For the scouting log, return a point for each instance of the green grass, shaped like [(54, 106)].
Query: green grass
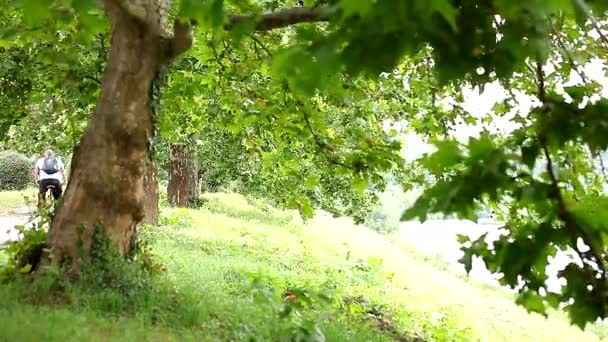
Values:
[(227, 265), (11, 201)]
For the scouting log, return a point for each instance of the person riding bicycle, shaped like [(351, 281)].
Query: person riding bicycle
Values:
[(49, 173)]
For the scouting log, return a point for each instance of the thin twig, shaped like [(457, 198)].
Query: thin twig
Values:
[(259, 42), (601, 159), (561, 44), (571, 224), (322, 145)]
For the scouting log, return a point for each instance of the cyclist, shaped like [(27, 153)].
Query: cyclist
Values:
[(49, 173)]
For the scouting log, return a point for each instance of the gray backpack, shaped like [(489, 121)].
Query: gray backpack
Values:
[(50, 165)]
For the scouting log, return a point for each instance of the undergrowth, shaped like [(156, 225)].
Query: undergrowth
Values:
[(238, 271)]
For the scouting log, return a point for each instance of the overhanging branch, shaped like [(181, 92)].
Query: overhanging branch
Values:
[(283, 18)]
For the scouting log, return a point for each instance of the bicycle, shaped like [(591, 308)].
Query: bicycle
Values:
[(47, 195)]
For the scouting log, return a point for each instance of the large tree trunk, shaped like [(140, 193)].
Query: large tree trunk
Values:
[(151, 209), (183, 187), (106, 186)]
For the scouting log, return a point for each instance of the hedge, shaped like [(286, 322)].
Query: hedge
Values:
[(15, 171)]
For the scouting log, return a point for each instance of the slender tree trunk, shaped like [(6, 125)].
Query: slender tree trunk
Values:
[(183, 186), (106, 186), (151, 209)]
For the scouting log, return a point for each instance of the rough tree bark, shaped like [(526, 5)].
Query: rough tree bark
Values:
[(106, 186), (183, 187), (107, 178), (151, 208)]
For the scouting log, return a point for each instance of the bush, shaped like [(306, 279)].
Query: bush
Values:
[(15, 171)]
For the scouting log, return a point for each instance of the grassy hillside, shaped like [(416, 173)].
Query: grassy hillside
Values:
[(232, 268)]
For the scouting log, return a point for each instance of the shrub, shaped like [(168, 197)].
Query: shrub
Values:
[(15, 171)]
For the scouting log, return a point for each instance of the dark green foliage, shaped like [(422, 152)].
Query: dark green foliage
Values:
[(15, 171), (298, 115)]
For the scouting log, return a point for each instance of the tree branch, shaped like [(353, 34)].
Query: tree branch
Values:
[(283, 18)]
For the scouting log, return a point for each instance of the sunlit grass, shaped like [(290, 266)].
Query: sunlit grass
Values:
[(12, 201), (214, 254)]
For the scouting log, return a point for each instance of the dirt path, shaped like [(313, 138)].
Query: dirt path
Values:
[(9, 221)]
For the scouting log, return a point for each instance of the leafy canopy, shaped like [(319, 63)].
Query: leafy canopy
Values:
[(333, 104)]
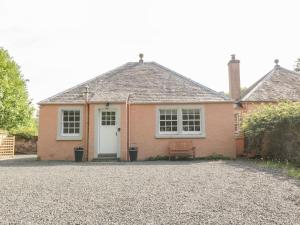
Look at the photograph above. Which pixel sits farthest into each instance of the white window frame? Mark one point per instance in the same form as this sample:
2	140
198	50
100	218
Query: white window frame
180	133
60	134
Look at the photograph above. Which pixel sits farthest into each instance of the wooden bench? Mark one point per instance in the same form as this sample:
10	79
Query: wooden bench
181	148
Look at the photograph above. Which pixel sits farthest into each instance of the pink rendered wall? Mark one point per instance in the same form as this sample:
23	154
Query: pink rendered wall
218	125
48	148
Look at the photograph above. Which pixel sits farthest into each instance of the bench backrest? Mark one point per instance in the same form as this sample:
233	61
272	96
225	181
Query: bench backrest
180	145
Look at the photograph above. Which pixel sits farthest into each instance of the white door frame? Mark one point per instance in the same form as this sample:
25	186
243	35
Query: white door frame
97	111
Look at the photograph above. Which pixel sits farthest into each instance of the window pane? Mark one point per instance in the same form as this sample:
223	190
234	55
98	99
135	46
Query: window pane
69	118
191	120
168	120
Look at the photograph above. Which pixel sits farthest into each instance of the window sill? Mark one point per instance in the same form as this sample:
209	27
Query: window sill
174	136
69	138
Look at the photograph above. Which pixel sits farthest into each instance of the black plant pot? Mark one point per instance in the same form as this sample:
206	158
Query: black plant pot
133	154
78	152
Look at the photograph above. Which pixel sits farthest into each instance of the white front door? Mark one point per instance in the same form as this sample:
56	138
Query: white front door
109	131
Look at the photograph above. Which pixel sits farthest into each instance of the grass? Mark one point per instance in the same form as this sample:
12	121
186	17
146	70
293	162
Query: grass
288	168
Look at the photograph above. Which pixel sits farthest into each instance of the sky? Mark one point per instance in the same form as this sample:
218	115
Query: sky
59	44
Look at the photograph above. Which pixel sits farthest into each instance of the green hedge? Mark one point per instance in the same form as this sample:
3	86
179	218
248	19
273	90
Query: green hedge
273	131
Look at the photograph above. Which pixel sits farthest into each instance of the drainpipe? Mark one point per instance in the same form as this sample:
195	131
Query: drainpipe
128	124
87	119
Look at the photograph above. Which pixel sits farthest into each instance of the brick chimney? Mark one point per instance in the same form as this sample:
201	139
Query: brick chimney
234	78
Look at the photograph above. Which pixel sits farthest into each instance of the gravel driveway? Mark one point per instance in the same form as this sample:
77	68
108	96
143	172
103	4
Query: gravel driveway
162	192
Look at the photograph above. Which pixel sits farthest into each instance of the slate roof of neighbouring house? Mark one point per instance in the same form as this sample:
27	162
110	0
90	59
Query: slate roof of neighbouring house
278	85
146	82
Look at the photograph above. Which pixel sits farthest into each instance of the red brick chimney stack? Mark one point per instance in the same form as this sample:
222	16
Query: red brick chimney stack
234	78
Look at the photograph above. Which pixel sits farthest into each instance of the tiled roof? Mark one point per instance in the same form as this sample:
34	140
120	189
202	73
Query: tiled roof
147	82
279	84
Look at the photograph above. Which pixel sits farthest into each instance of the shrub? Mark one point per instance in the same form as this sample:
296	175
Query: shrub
273	131
26	132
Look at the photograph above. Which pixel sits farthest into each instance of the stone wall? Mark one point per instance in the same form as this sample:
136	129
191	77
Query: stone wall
26	146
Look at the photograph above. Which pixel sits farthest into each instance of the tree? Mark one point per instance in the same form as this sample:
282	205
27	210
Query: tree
297	66
15	107
273	131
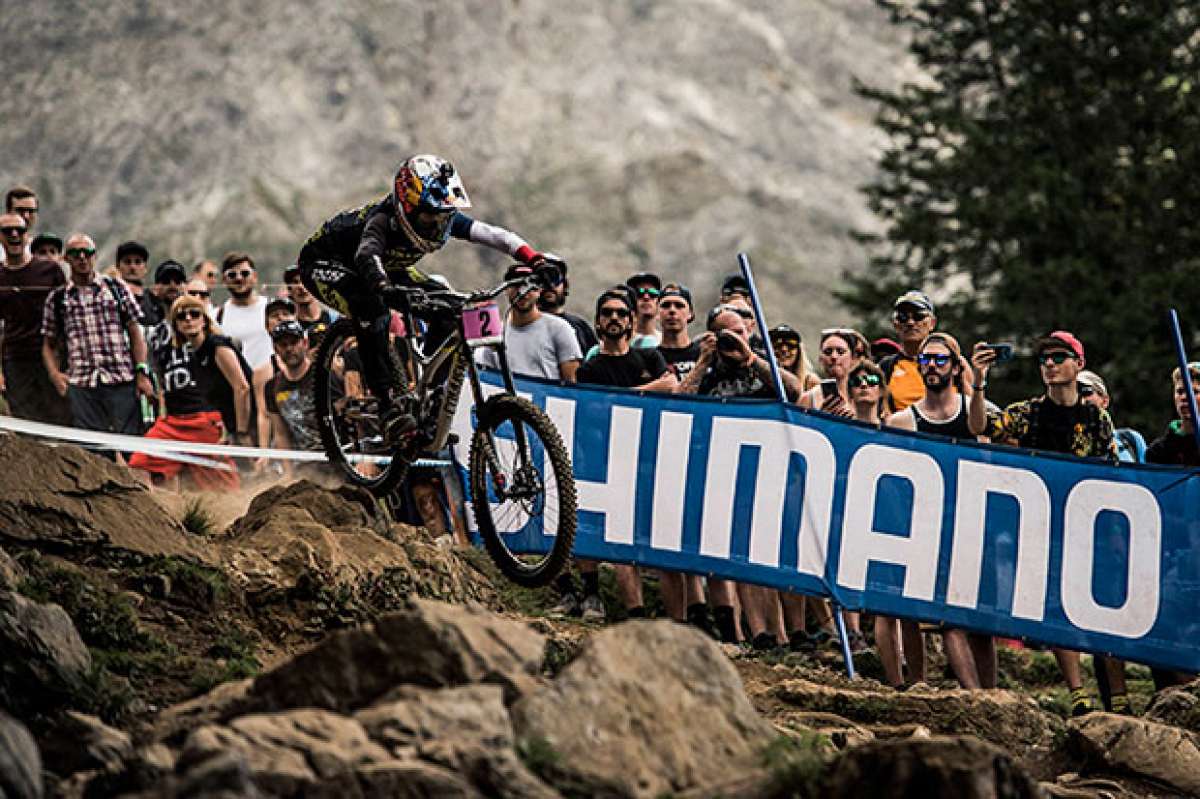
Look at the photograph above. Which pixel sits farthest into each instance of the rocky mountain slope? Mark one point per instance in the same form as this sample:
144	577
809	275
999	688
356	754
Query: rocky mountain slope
625	134
312	648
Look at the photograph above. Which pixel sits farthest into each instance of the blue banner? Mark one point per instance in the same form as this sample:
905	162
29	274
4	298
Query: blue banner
1075	553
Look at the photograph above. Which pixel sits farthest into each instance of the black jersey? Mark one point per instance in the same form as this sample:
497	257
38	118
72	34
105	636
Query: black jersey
953	427
191	378
359	236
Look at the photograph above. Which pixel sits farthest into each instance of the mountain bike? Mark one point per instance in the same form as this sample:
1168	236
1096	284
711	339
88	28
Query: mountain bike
522	488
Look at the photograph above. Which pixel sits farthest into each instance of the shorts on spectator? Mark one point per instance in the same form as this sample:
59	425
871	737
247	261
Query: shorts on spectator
202	428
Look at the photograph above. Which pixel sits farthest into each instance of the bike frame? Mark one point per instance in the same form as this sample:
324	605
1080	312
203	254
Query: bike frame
462	362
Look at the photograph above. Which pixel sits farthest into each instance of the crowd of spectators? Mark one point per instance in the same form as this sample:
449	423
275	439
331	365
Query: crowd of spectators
100	349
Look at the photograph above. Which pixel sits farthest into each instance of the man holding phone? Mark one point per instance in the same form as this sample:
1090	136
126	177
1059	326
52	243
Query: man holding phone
1056	421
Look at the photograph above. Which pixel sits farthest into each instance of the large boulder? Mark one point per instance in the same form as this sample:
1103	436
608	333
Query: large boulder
21	764
933	768
304	538
77	742
1003	718
288	754
1141	748
67	497
43	661
465	730
430	643
1177	706
647	708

-=-=-=-=-

- Exercise goal
Please produce an exact copy of all the material, leaving out the pictures.

- Response to this task
For the scouting log, return a point for each instance of the green grass, shaped like [(54, 106)].
Query: green grass
Values:
[(227, 265), (11, 201)]
For the scouting log, return a point for each instance of the person riding bicycle, shaped like [(351, 281)].
Query: person riding bicycle
Values:
[(49, 173)]
For the scouting log, return a point for each instance of the thin twig, shaped like [(457, 198)].
Query: thin twig
Values:
[(259, 42), (601, 159), (561, 44), (571, 224), (322, 145)]
For the scouting log, return a point for each instance of the cyclist, shaped like [(27, 153)].
Query: cyclist
Values:
[(49, 173)]
For the scouting log, return a point for each instance of the gray backpack, shaped like [(489, 121)].
Query: gray backpack
Values:
[(50, 165)]
For the scouting log, return a point for each instance of the undergrowth, shaped like [(156, 225)].
Query: undergrowth
Values:
[(238, 271)]
For the scouting log, return a point for each instance of the overhanging branch, shaped like [(181, 92)].
Query: overhanging branch
Values:
[(283, 18)]
For the scouting log, return a point for each instance of the bicycle, shaped like [(591, 308)].
Query: bicycle
Values:
[(47, 195)]
For the scouting log, return a point for each instance of the large tree trunk, shaped like [(140, 193)].
Query: large tree trunk
Values:
[(151, 209), (183, 187), (106, 186)]
For the scouting log, return a point for each instance of the hedge, shaped like [(286, 322)].
Query: hedge
Values:
[(15, 171)]
For the scouting log, return a point for each instance of the slender tree trunk, shaped like [(6, 125)].
Query: slender tree trunk
Values:
[(183, 186), (106, 186), (151, 209)]
For the scouting log, return a point for each instance of the rough tree bark, shaped like [(526, 5)].
Query: rough tree bark
Values:
[(106, 186), (183, 187), (107, 178), (151, 208)]
For the scouting log, return a point for each instance of the bush, shaped like [(306, 279)].
Query: bush
Values:
[(15, 171)]
For the scouting log, return a point for each instance of the grassy hillside, shaped like [(416, 173)].
Query: grassy hillside
Values:
[(232, 268)]
For the scouting log, return a point for each instance of the shrub, shaped like [(168, 197)].
Query: shrub
Values:
[(15, 171)]
For the scouting log, return a point for each instance of the dark green foliage, shaped like [(422, 152)].
Query: dark green foliage
Values:
[(15, 171), (298, 115)]
For the scouting log, return a point for each instance of the tree branch, shaped like [(353, 34)].
Query: tree branch
Values:
[(283, 18)]
For the scouting log, return a point for each instance of the sunlit grass, shaped like [(290, 266)].
Query: sunlit grass
Values:
[(12, 201), (214, 254)]
For the scouting log, return a point for each instance of the dirt path, shaped like [(313, 138)].
Query: dirt path
Values:
[(9, 221)]
For the scouting log, return a point for each instance of the leafy canopy, shaped like [(319, 63)].
Query: leafy canopy
Values:
[(333, 104)]
Look at the photograph above. Which pixel sits farthest into each instance of the white window frame? Mark one point per instance in the same form as this sample:
2	140
198	50
100	218
Query: white window frame
180	133
60	134
Look at the photograph above. Which pixel sits farthest into each instance of the wooden bench? Mark one point per instance in the same form as this sample:
10	79
Query: wooden bench
181	148
Look at the photograph above. Which pixel sits farthest into each instance of the pink rendered wall? Mark one point per instance in the same form as this sample:
23	154
Query: pink rendered wall
218	125
48	148
Look at the photograph above. Which pixel sits farthest into each instance of the bench backrest? Mark one point per instance in the same form as this sample:
233	61
272	96
225	181
Query: bench backrest
180	145
Look at the photograph above. Which pixel sits farthest into each instance of the white door frame? Mark one point per instance in the same form as this sample:
25	186
243	35
Query: white door frame
97	111
Look at the photograph above. Which pixel sits farthest into each instance of the window pane? Mark one point per instance in the same form as this sample:
223	190
234	55
98	99
135	46
Query: window pane
69	118
191	120
168	120
Look at the photograph above. Which pixel sits farthest into each instance of the window sill? Mark one point per instance in the same form as this sample:
209	27
Query: window sill
174	136
69	138
Look at the photograph above. Which pixel sits farthest into each instance of the black plant pot? Mark one point per instance in the same form as this sample:
206	158
Query: black plant pot
133	154
78	152
Look at the photograph above. Which pixel sits farthest into each instance of the white front door? Mark one point per instance in the same form as this sample:
56	138
Query: white front door
109	131
Look at the photograph above. Which pixel sits farthest into each instance of the grass? Mark one point per instance in the same form as this sample:
12	121
186	17
146	70
293	162
Query: grass
288	168
Look at the photograph above. Which pixel sits farthest into each instance of the sky? Mark one point per instance in the same form as this sample:
218	115
Query: sky
59	44
Look at the photograph above. Which pixel sits farthest into each instance of the green hedge? Mark one point per instance in the same form as this sample:
3	86
179	218
248	19
273	90
Query: green hedge
273	131
Look at the photograph above. Which pixel sits farthest into each instance of the drainpipe? Mark one point per instance in the same form as this sample:
195	131
Query: drainpipe
128	124
87	119
Look at the photograph above. Which pixel sits farthest into each instance of the brick chimney? Mark one point per instance in the same form as this sample:
201	139
Query: brick chimney
234	78
Look at the photograph above. Which pixel sits farthest into each instance of the gravel driveway? Mark one point per instance in the same form as this sample:
77	68
108	96
143	172
103	4
Query: gravel driveway
162	192
Look at the photograph above. Which pixel sits farthest into each instance of the slate roof of neighbouring house? Mark one point per instance in the same form as this sample:
27	162
110	0
90	59
Query: slate roof of neighbouring house
278	85
146	82
Look at the photograph above. Which pixel sits farthest into each instance of the red brick chimney stack? Mark one point per instance in the same form as this sample:
222	16
Query: red brick chimney stack
234	78
Look at the photograph above. Which pixel sits farthest into each instance of the tiled roof? Mark one point per instance in the same form as this sample:
34	140
120	189
202	73
Query: tiled roof
147	82
279	84
Look at the photograph above. Which pixel sits farthest into each instance of the shrub? Mark one point per instance in the same form as this sample:
296	175
Query: shrub
273	131
26	132
Look at the photograph above. Which pixel sits farthest into each instance of the stone wall? Mark one point per instance in the same form as this sample:
136	129
191	77
Query: stone wall
26	146
Look at the photograph above. Which pixel sits farthest into each instance of the tree? Mark one point per instance in the same form as this sample:
282	205
27	210
Query: tree
297	66
15	107
273	131
Look at the photograph above. Which pixel sits farthest into each instance of the rocky mountain slope? Mark one point per instance in the same form as this sample:
144	577
809	275
999	688
356	754
Query: rocky mountain slope
625	134
312	648
Look at the photograph above. Which pixel sits farthest into each instance of the blue banner? Mark one point per instance in the same form as this sample:
905	162
29	274
4	298
Query: blue banner
1075	553
Look at the photograph above. Which pixel sits farthest into each instance of the black jersey? Mark one point per instance in the same form as this sample:
497	257
38	118
72	34
105	636
Query: black jersey
953	427
191	378
359	236
Look at the photograph above. Which pixel sits farthest into each instance of the mountain bike? Mark one point per instance in the same form as this sample:
1168	236
1096	284
711	339
88	28
Query: mountain bike
522	488
Look at the photograph above. Which pixel sits farthest into each instance of the shorts on spectator? Mark one point per instance in the same form as this sample:
59	425
871	737
247	261
Query: shorts on spectator
202	428
Look at the photograph above. Which pixel sits farthest into each instance of the bike frame? Mark one point per instance in the same form as this sample:
324	605
1080	312
203	254
Query: bike frame
462	362
Look at the photograph above. Which pixel sits farthest into each instance of the crowd of spectators? Mark one point per instance in the same form as this sample:
449	423
275	439
331	365
Query: crowd of spectators
100	349
Look at the photograph above. Which pixel sits farthest into each instance of the man holding phone? Mark one point per instance in the same form as this sample:
1090	136
126	177
1059	326
52	243
Query: man holding phone
1056	421
Look at the photograph above. Which pixel sits farthest into each instance of the large boulder? Mark one point per instance in the same form as this sample:
1103	436
608	333
Query: large boulder
21	764
933	768
304	538
77	742
1003	718
288	754
1141	748
67	497
43	661
465	730
430	643
1177	706
647	708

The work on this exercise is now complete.